- _Task brief_:
Each line that includes "with" must be copied from the records.

- _Material provided_:
====
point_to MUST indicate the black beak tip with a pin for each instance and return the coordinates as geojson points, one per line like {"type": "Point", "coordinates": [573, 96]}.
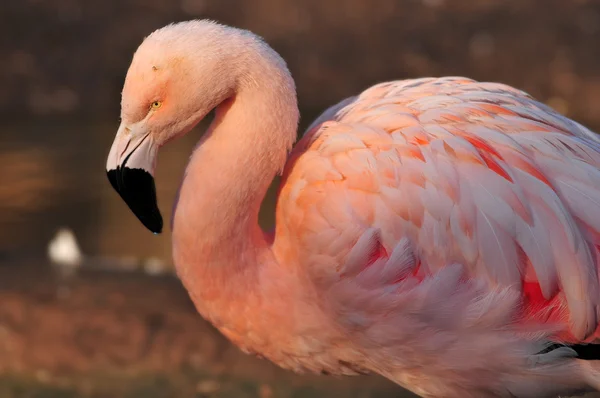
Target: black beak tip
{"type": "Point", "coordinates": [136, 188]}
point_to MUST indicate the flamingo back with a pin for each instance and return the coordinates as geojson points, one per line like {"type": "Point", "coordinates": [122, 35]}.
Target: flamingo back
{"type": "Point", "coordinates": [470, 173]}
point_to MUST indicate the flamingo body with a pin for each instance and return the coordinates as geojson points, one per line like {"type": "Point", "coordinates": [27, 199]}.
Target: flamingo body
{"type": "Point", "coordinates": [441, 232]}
====
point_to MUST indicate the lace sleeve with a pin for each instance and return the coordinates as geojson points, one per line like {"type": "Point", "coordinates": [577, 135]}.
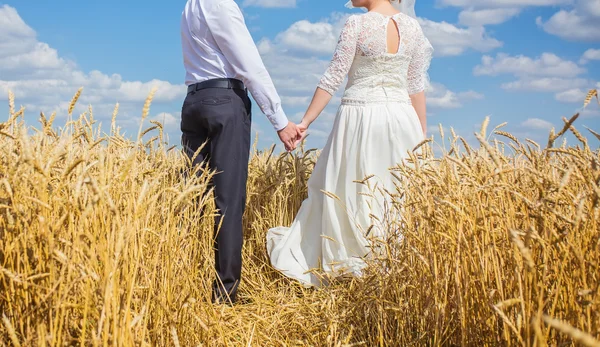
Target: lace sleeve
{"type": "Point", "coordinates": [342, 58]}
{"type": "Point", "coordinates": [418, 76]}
====
- _Written answer_:
point_to MUST indicate the black beak tip with a pin for each instance and return the coordinates as geojson points, one per line like {"type": "Point", "coordinates": [573, 96]}.
point_to MUST indicate the flamingo back with a pin for each instance and return the coordinates as geojson points, one per line like {"type": "Point", "coordinates": [122, 35]}.
point_to MUST indicate the flamingo body with a pin for each instance and return the coordinates as geojson points, one per line like {"type": "Point", "coordinates": [27, 199]}.
point_to MUST indicate the lace sleeve with a pin for each instance and return the coordinates as geojson points, one per line like {"type": "Point", "coordinates": [577, 135]}.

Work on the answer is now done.